## READING PASSAGE
________________

Kanban is the Japanese word for a visual board or a sign. In project management, the word Kanban represents a process by which tasks are visually displayed on a board aligned into columns based on their status. Making work visible is a powerful tool for getting work done. A three-column Kanban board with backlog, in-process, and completed as the columns is an excellent way to get started with Kanban. When the team meets, team members move their assigned tasks from the in-process column to the completed column. Then they take a task they wish to work on next from the backlog and move it to the in-process column. The team member is selecting their next task; their supervisor is not assigning the task. This improves buy-in and, therefore, productivity. It's motivating to move tasks to completed, and it doesn't feel so good to have the work assigned to you sitting unfinished for very long. If your team meets in person, a large, on-the-wall Kanban board is preferred. If your team is virtual, then use a tool like Microsoft Tasks, or Microsoft Whiteboard using the included Kanban template, to create and display an online Kanban board.
Regardless of the specific tools and processes your team follows, CIOs and CEOs need to instill an Agile mindset in their organization. The Agile manifesto implores us to place a high value on human interactions and collaboration. By delivering working software more frequently, changes are less expensive and, therefore, well-tolerated in an Agile organization.
Entrepreneurs have learned that failure is a valuable learning tool, and they've embraced a fail-fast culture. Will large, risk-averse organizations be able to adopt these practices? Compare NASA's SLS program to SpaceX's starship program. After 10 years, NASA has spent over $18 billion without a single launch. By the time the rocket flies, the design will be obsolete. Meanwhile, SpaceX follows a launch, explode, learn, adapt, and repeat method. The iterative or Agile approach of SpaceX is creating a better, cheaper, more capable rocket than NASA's traditional approach. Agile is not all or nothing, as some of the Agile zealots would have you believe. Instill an Agile mindset in your organization, and iterate to more Agile practices over time.
In an attempt to improve output, I once added two people to a four-person team. My simple math concluded that this team would be 33% more productive. What happened? In the next sprint, their output decreased. What was going on? More people, less velocity? In 1965, Bruce Tuckman published the forming–storming–norming–performing model.37 My scrum master explained that any change to a team, including adding resources, resets this model back to the start. In the long run, the team's velocity will increase, but in the short term, the change moves the team from performing to forming.
The worst thing you can do at the end of a successful project is disband the successful team. A team that delivers is a precious commodity. Keep the team intact, and flow work to it. In a pure Agile environment, we fund teams, not projects. The work they deliver is based on the feature backlog. It takes time and trust to get to acceptance for this practice in an annual budgeting, ROI corporate business model, but when you do, the output is impressive.

________________

## TASKS TO PERFORM
1. Using the Kanban and Agile passage, decide whether each statement agrees with it. Give yes or no for each, and quote the deciding words.
(a) On a three-column Kanban board, a supervisor assigns each team member's next task.
(b) After 10 years, NASA had spent over $18 billion on its SLS program without a single launch.
(c) After two people were added to the four-person team, output rose in the next sprint.
2. Reproduce the Kanban and Agile passage word for word between "The worst thing" and "output is impressive.", inclusive.
3. According to the Kanban and Agile passage, in what year did Bruce Tuckman publish the forming–storming–norming–performing model?

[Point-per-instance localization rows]
________________

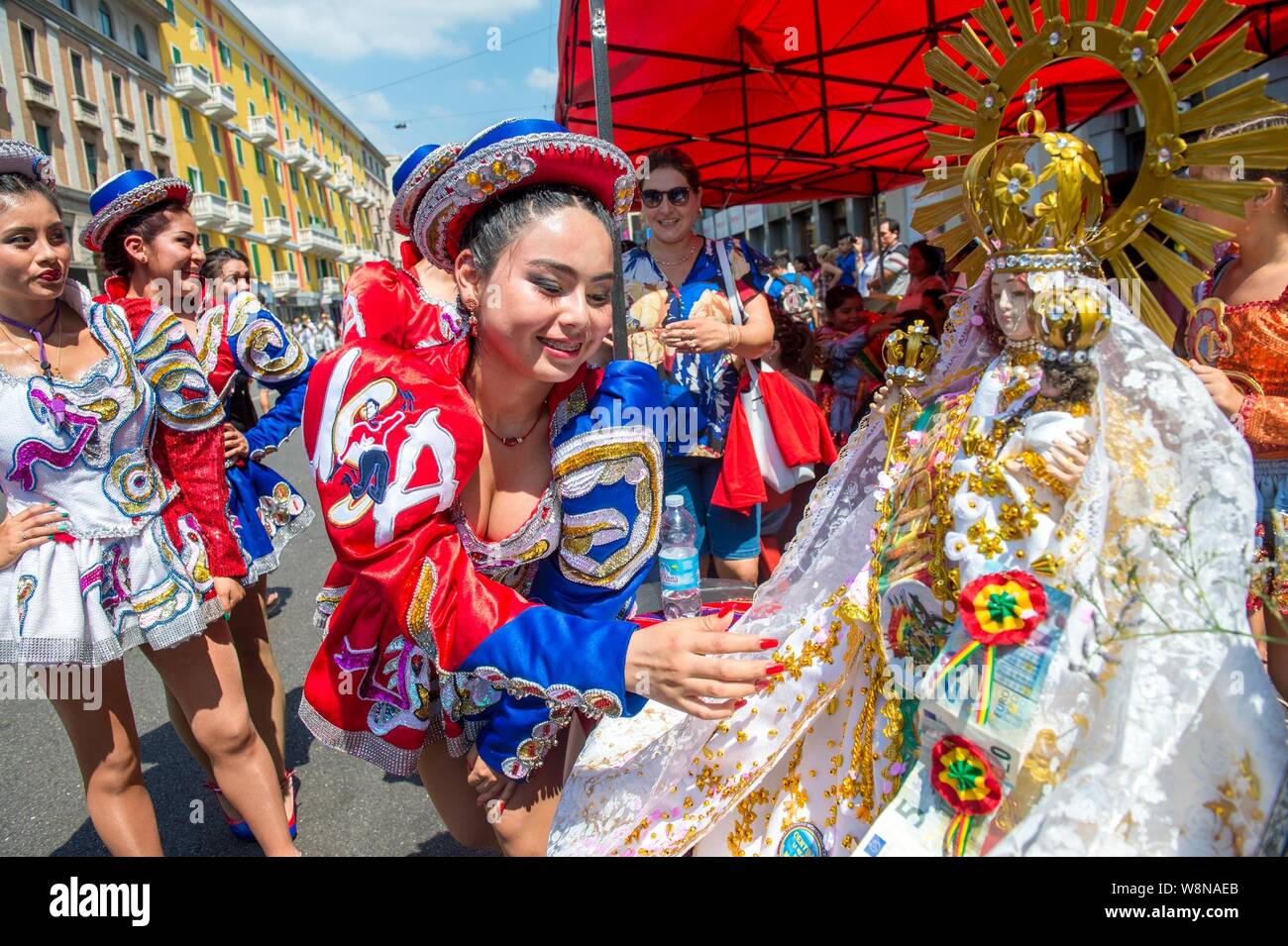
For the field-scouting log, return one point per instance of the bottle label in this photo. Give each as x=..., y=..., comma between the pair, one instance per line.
x=679, y=575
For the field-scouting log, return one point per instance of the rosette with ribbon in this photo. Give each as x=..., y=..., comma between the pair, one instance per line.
x=999, y=609
x=962, y=777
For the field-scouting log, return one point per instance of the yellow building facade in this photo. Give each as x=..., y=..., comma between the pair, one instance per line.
x=278, y=171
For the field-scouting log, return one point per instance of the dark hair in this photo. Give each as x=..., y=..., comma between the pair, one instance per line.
x=838, y=295
x=675, y=158
x=931, y=254
x=501, y=220
x=218, y=258
x=1269, y=121
x=149, y=223
x=14, y=187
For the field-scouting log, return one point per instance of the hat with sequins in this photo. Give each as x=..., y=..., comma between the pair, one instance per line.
x=20, y=158
x=513, y=155
x=124, y=194
x=415, y=175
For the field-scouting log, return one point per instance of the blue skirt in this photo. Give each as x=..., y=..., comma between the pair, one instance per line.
x=266, y=512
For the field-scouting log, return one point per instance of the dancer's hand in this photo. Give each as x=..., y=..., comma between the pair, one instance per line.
x=230, y=591
x=673, y=663
x=235, y=444
x=1220, y=387
x=489, y=786
x=33, y=527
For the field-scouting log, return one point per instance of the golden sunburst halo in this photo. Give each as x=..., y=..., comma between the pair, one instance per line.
x=1158, y=63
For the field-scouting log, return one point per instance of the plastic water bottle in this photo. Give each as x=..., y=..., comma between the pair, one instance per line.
x=678, y=562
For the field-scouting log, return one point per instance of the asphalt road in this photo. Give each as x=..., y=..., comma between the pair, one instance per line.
x=346, y=806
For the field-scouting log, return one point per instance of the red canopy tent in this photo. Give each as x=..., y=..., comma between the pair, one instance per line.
x=803, y=99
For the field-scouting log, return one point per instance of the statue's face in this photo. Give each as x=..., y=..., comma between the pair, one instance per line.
x=1013, y=302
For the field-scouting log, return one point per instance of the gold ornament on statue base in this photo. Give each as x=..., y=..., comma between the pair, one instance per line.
x=1054, y=218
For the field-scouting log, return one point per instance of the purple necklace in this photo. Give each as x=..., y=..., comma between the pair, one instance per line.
x=58, y=405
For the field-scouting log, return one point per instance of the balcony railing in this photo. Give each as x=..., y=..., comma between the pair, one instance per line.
x=296, y=154
x=223, y=103
x=85, y=113
x=321, y=242
x=241, y=218
x=125, y=129
x=38, y=91
x=277, y=229
x=210, y=211
x=191, y=84
x=286, y=282
x=263, y=129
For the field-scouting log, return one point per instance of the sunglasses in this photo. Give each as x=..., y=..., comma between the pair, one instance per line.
x=678, y=196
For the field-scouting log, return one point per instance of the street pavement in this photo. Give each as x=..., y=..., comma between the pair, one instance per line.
x=346, y=806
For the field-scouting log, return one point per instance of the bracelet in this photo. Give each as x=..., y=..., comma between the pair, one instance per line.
x=1239, y=418
x=1037, y=470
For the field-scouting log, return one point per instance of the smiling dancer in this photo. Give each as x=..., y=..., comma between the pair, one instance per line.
x=88, y=567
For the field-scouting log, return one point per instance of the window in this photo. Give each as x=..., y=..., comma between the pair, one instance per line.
x=91, y=162
x=29, y=50
x=77, y=73
x=104, y=22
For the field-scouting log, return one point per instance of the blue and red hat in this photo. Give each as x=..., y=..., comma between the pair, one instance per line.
x=415, y=175
x=128, y=193
x=511, y=155
x=20, y=158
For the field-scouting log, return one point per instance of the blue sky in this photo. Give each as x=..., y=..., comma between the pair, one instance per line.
x=357, y=52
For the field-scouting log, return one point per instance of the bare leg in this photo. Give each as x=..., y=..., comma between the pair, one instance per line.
x=743, y=569
x=452, y=796
x=204, y=676
x=523, y=829
x=107, y=751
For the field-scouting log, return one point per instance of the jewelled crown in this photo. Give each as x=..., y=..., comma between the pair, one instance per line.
x=980, y=172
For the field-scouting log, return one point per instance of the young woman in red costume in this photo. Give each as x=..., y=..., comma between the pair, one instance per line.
x=89, y=392
x=151, y=248
x=496, y=503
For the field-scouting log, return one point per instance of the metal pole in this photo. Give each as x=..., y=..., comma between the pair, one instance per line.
x=604, y=128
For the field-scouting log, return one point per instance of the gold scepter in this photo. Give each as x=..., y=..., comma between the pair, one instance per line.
x=909, y=356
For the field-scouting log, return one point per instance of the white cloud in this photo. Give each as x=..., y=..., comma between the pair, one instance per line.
x=542, y=78
x=344, y=31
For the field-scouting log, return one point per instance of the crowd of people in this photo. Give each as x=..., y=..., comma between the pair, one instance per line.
x=1020, y=480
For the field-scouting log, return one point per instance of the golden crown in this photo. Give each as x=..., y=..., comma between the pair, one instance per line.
x=1146, y=50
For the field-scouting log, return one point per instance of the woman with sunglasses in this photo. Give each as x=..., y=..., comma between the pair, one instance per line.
x=88, y=566
x=682, y=322
x=150, y=245
x=465, y=482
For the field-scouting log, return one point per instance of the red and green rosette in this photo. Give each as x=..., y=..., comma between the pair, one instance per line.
x=961, y=775
x=999, y=609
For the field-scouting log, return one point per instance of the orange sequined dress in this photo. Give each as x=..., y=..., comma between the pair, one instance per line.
x=1258, y=349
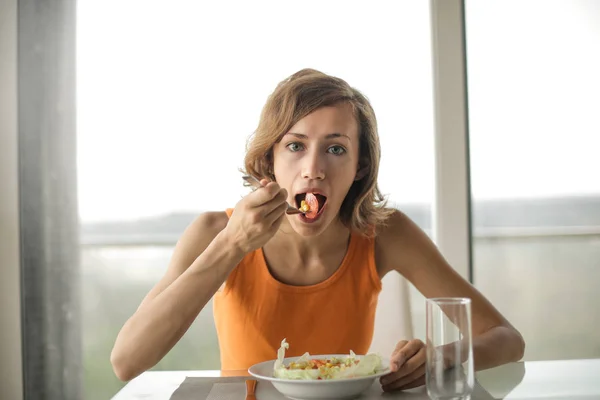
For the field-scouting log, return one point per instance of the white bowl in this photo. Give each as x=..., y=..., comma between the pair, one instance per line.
x=347, y=388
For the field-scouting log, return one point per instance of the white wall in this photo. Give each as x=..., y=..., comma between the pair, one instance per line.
x=10, y=317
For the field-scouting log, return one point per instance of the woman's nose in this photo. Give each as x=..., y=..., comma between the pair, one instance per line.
x=313, y=168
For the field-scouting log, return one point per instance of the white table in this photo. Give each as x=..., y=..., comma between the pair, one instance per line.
x=568, y=380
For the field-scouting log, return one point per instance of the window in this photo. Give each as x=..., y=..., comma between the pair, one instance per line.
x=533, y=104
x=168, y=92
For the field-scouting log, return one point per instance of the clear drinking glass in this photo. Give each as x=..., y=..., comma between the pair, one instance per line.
x=449, y=368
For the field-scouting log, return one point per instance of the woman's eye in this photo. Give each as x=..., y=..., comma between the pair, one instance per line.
x=337, y=150
x=294, y=146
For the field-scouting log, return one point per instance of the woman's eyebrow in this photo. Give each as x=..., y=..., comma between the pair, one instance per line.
x=328, y=136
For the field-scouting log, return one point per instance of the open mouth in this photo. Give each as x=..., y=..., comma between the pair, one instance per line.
x=311, y=203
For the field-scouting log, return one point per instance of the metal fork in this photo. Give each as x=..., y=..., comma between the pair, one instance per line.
x=255, y=183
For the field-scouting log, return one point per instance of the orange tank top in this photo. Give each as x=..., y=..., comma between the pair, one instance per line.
x=255, y=312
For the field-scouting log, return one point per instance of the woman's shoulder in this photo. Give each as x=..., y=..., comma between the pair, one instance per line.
x=394, y=239
x=208, y=224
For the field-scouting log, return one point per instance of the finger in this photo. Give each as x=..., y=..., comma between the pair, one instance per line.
x=416, y=361
x=411, y=380
x=274, y=203
x=413, y=363
x=272, y=217
x=404, y=352
x=416, y=383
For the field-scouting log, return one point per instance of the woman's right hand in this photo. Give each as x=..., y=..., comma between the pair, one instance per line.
x=257, y=217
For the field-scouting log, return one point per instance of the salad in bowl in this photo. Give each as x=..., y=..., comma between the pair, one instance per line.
x=324, y=368
x=325, y=376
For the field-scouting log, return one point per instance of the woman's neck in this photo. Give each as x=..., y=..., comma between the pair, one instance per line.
x=335, y=236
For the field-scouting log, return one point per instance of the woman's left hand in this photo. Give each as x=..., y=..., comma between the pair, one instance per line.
x=407, y=364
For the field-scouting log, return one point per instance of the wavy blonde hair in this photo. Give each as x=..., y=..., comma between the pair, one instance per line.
x=364, y=207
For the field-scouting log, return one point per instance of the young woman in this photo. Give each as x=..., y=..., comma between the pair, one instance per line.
x=311, y=278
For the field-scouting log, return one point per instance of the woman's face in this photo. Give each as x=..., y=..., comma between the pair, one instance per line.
x=317, y=161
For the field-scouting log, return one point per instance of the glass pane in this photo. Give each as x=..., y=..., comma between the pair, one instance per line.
x=168, y=93
x=534, y=96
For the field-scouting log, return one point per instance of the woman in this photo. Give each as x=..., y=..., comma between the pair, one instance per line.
x=311, y=278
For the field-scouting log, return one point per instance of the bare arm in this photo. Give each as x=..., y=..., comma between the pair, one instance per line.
x=404, y=247
x=201, y=262
x=207, y=252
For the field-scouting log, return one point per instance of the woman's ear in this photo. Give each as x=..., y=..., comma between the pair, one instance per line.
x=361, y=171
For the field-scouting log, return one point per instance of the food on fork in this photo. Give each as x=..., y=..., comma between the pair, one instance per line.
x=310, y=205
x=319, y=368
x=304, y=207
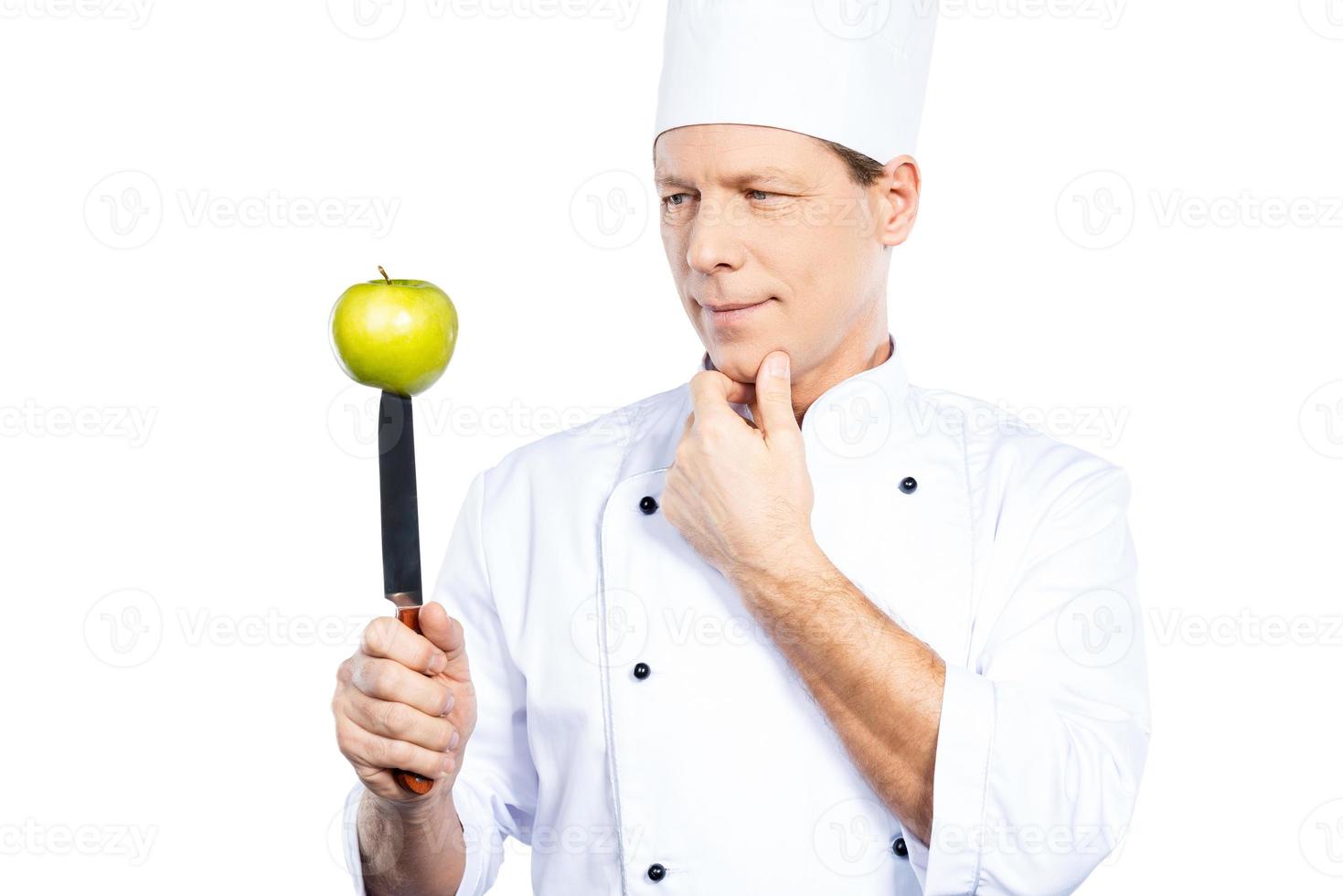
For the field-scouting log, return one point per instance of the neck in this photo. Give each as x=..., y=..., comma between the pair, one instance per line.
x=859, y=352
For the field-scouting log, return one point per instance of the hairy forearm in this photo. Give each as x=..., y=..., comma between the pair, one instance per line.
x=879, y=686
x=411, y=850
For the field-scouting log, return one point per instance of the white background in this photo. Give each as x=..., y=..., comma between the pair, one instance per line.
x=188, y=492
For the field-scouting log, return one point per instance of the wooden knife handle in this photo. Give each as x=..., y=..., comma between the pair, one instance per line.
x=409, y=781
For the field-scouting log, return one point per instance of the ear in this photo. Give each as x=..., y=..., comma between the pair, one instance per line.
x=898, y=203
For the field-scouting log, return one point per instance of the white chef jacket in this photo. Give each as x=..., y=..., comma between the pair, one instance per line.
x=1005, y=551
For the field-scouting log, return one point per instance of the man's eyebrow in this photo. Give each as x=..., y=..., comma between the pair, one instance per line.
x=767, y=174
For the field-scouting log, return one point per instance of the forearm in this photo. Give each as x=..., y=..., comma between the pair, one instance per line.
x=411, y=850
x=877, y=684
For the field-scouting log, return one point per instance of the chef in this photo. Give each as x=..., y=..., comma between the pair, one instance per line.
x=795, y=624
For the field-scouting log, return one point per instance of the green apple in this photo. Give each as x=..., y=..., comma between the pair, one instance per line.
x=395, y=335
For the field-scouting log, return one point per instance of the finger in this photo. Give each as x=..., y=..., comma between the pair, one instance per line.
x=398, y=721
x=712, y=392
x=389, y=638
x=773, y=398
x=389, y=680
x=447, y=635
x=378, y=752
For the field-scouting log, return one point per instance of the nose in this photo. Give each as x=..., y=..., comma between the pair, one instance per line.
x=715, y=242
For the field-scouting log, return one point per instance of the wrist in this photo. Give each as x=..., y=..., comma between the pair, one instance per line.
x=432, y=807
x=789, y=561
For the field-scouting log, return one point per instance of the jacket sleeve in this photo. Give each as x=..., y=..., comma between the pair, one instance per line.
x=1042, y=741
x=496, y=790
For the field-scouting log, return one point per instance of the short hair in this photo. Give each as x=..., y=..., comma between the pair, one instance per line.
x=862, y=169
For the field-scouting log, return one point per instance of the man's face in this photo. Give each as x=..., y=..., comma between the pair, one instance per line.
x=771, y=243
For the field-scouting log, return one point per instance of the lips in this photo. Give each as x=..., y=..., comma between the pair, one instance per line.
x=730, y=306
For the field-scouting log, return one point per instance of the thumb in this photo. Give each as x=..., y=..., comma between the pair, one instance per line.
x=447, y=635
x=773, y=397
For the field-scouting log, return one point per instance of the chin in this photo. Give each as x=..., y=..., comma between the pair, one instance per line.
x=738, y=361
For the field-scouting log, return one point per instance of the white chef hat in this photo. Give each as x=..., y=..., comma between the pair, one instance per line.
x=852, y=71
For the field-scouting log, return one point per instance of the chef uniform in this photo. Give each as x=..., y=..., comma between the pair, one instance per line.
x=645, y=735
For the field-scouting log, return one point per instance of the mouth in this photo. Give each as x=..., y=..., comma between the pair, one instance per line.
x=728, y=314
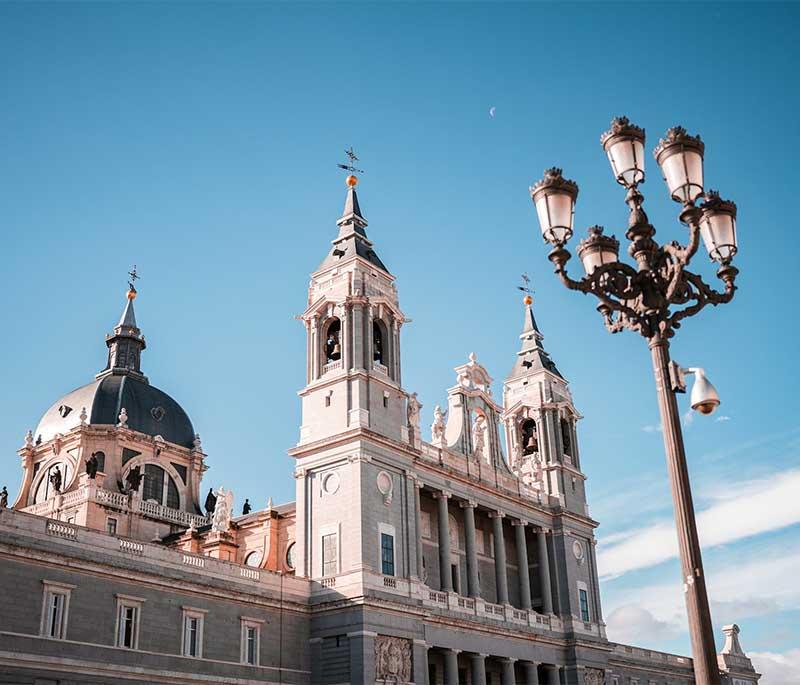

________________

## TASK-BY-TASK OUTPUTS
1.
(a) No: "The team member is selecting their next task; their supervisor is not assigning the task."
(b) Yes: "After 10 years, NASA has spent over $18 billion without a single launch."
(c) No: "In the next sprint, their output decreased."

2.
The worst thing you can do at the end of a successful project is disband the successful team. A team that delivers is a precious commodity. Keep the team intact, and flow work to it. In a pure Agile environment, we fund teams, not projects. The work they deliver is based on the feature backlog. It takes time and trust to get to acceptance for this practice in an annual budgeting, ROI corporate business model, but when you do, the output is impressive.

3. 1965